## The problem
Rewrite each line, with the requests included, from the line containing "the shrub, the" through the final line, offsetting every coordinate in the answers by -18.

══ Task data

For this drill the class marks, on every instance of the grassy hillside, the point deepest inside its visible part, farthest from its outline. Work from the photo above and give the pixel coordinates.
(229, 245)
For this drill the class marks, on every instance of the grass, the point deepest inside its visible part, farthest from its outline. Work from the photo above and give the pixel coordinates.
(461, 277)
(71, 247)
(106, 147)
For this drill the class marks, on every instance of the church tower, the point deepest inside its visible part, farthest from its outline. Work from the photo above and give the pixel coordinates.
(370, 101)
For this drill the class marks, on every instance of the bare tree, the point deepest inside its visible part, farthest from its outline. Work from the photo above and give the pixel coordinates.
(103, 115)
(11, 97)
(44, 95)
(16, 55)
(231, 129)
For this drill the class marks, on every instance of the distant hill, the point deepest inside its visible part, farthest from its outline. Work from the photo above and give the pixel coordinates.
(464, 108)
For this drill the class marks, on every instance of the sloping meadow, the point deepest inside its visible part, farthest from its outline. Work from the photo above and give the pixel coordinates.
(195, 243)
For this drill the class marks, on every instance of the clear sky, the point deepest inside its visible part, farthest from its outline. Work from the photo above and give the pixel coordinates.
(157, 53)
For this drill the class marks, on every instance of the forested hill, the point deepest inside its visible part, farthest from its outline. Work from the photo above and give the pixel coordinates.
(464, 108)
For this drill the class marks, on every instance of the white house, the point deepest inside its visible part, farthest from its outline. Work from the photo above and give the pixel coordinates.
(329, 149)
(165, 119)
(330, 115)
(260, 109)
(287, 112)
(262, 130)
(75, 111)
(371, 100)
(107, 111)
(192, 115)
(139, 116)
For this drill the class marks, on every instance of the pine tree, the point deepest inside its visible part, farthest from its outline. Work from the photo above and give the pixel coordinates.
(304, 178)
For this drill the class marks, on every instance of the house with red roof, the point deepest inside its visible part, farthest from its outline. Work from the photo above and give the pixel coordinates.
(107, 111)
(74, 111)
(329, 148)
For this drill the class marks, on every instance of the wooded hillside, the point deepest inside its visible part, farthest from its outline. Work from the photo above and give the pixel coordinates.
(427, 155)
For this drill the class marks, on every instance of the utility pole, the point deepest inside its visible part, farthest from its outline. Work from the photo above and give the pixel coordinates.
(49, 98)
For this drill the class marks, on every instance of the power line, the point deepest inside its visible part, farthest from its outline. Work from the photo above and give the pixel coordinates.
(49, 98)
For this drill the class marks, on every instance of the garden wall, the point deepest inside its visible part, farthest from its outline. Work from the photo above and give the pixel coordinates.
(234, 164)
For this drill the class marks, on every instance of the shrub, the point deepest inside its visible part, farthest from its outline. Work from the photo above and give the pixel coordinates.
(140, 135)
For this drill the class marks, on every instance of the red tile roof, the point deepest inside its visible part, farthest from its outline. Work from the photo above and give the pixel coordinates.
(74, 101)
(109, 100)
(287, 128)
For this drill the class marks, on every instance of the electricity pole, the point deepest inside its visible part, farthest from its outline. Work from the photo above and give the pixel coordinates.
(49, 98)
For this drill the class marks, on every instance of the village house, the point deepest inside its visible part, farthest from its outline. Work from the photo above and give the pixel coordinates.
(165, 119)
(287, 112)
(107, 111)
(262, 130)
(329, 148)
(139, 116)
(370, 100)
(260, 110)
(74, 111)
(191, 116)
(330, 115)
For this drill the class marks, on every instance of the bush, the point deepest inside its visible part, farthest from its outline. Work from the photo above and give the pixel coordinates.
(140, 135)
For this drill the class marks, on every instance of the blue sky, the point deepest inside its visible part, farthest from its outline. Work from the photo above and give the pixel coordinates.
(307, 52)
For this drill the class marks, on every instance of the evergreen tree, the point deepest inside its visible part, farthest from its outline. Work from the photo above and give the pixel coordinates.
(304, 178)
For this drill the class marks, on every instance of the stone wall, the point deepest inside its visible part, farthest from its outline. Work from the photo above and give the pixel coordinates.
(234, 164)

════

## Solved exercise
For this drill the class marks, on every instance of the shrub, the point deepest inside its visible part, farthest from its outline. Work from the photo above and give the pixel coordinates.
(122, 117)
For this drill the class marks, on every instance of the red tile roof, the point deepest inside its visible part, farthest from its outline. Work from the photo above and give the pixel coordinates.
(56, 83)
(91, 82)
(269, 110)
For this drill the class marks, on every instance of the electricity pole, the point deepest inside its visible part, farthest from its outline. Work from the photo above and give the pixel coordinates.
(31, 80)
For this drill the class marks, on every instance of the village house, the point deepest inside its visible part, farthest from its outline. Work from the photo above and give the pixel coordinates.
(147, 101)
(269, 94)
(89, 93)
(244, 112)
(311, 130)
(121, 98)
(352, 82)
(242, 92)
(56, 93)
(173, 98)
(312, 97)
For this drill the class marks, on every instance of the bush, the point deepest inside its visible part, farthest from its outline. Work from the photo above and give the pixel coordinates.
(122, 117)
For this drill the class marks, on every instance of the blue sky, the point deepest inside its visible part, farthest from its outline. Work from the photo above and give the pixel coordinates.
(289, 34)
For this drill the class marks, on every instance of the evergreen tree, the point deepest inside its visible part, farthest from its outline. Work from the photo above and give the pixel coordinates.
(286, 160)
For this drill the class marks, on every instance of the stone wall, the point deepest inside its visible part, farthest from its outline. Work from the photo above and give the pixel coordinates.
(216, 146)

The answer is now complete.